WHAT YOU HAVE TO DO =>
Copy the items below verbatim, starting at the line that contains "Outline every instance of the **man's" and continuing through the last line of the items.

AVAILABLE DATA =>
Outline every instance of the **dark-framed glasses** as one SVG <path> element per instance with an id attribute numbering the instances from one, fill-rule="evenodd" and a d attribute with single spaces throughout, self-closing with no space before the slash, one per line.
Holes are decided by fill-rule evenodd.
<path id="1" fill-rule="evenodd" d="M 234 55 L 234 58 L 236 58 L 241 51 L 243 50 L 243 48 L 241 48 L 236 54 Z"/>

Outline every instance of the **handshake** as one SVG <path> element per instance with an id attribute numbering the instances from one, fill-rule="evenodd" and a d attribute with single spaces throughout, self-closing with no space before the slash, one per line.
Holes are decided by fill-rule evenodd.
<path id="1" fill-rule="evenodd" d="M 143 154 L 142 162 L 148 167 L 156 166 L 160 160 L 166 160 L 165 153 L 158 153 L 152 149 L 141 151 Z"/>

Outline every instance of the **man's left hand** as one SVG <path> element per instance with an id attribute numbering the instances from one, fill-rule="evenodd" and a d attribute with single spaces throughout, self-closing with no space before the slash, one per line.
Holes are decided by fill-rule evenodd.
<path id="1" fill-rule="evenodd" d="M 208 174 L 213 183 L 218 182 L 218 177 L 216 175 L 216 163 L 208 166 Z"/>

ANSWER FOR THE TASK =>
Outline every instance of the **man's left hand** as one SVG <path> element per instance with an id attribute numbering the instances from one, fill-rule="evenodd" and a d attribute with single spaces throughout, self-closing with no space before the slash, one per line.
Holes are decided by fill-rule evenodd.
<path id="1" fill-rule="evenodd" d="M 208 174 L 213 183 L 218 182 L 218 177 L 216 175 L 216 163 L 208 166 Z"/>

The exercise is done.